» PROMPT 1:
Count the lines in the records below that contain the word "bowl", where case matters. Reply with the number alone.
......
Signatures of Kosterlitz-Thouless behavior in the superfluid density of anisotropic layered superconductors

In quasi-two-dimensional (2D) systems, as thin films of $^4$He or of superconductors, the superfluid transition is expected to be driven by phase fluctuations, according to the Kosterlitz and Thouless (KT) theory. However, signatures of KT vortex-antivortex phase fluctuations should be observable, at some energy scale $T_d$, also in strongly anisotropic layered superconductors, where quasi-2D behavior arises due to a small Josephson coupling between neighboring planes. While in the 2D case $T_d$ is uniquely identified by the KT temperature $T_{KT}$ where the universal jump of the superfluid density is observed, in the layered case such universality is lost. Here we show this effect by means of a renormalization-group analysis of a layered version of the sine-Gordon model, appropriate to describe the occurrence of KT physics in layered superconductors. We find that in the presence of a finite interlayer coupling $T_d$ is controlled by the vortex-core energy, and can be significantly larger than the 2D scale $T_{KT}$. When applied to the superfluid-density behavior in cuprate superconductors these results allows us to determine a non-trivial behavior of the vortex-core energy in these systems. L.Benfatto, C.Castellani and T.Giamarchi, Phys. Rev. Lett. 98, 117008 (2007)
......
» PROMPT 2:
Copy out the entire abstract on Kosterlitz-Thouless behavior in layered superconductors above, word for word.

» DATA:
......
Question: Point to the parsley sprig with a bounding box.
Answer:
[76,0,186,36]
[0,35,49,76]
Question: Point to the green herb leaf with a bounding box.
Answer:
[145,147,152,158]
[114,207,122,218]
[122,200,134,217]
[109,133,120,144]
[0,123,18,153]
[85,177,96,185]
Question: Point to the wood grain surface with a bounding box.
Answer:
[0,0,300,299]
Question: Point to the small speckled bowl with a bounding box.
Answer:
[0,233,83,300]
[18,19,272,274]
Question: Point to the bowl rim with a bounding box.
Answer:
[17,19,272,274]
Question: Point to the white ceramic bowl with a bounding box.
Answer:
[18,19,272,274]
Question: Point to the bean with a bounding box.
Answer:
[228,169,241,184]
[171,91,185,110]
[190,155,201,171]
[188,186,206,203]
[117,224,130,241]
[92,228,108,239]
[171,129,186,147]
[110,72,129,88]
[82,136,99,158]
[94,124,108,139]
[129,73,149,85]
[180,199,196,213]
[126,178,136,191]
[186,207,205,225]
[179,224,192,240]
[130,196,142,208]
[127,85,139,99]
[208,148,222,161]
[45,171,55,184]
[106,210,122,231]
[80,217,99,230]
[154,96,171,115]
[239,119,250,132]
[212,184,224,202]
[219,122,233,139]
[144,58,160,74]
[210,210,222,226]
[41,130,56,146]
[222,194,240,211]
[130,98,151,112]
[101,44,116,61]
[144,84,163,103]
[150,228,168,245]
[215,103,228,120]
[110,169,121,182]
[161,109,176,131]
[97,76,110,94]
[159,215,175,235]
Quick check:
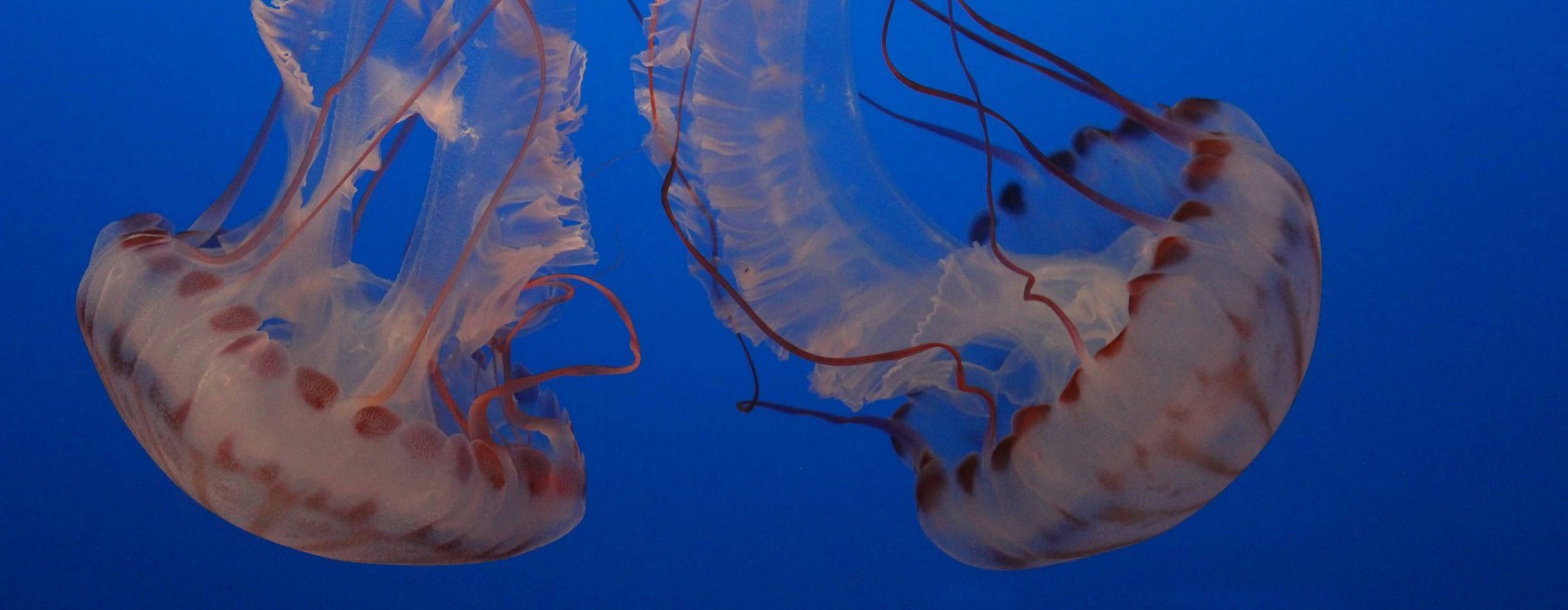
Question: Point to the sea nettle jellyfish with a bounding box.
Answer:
......
» FINAL RESULT 1:
3

» FINAL RESULT 2:
Signatures of Kosterlitz-Thouless behavior in the superfluid density of anisotropic layered superconductors

In quasi-two-dimensional (2D) systems, as thin films of $^4$He or of superconductors, the superfluid transition is expected to be driven by phase fluctuations, according to the Kosterlitz and Thouless (KT) theory. However, signatures of KT vortex-antivortex phase fluctuations should be observable, at some energy scale $T_d$, also in strongly anisotropic layered superconductors, where quasi-2D behavior arises due to a small Josephson coupling between neighboring planes. While in the 2D case $T_d$ is uniquely identified by the KT temperature $T_{KT}$ where the universal jump of the superfluid density is observed, in the layered case such universality is lost. Here we show this effect by means of a renormalization-group analysis of a layered version of the sine-Gordon model, appropriate to describe the occurrence of KT physics in layered superconductors. We find that in the presence of a finite interlayer coupling $T_d$ is controlled by the vortex-core energy, and can be significantly larger than the 2D scale $T_{KT}$. When applied to the superfluid-density behavior in cuprate superconductors these results allows us to determine a non-trivial behavior of the vortex-core energy in these systems. L.Benfatto, C.Castellani and T.Giamarchi, Phys. Rev. Lett. 98, 117008 (2007)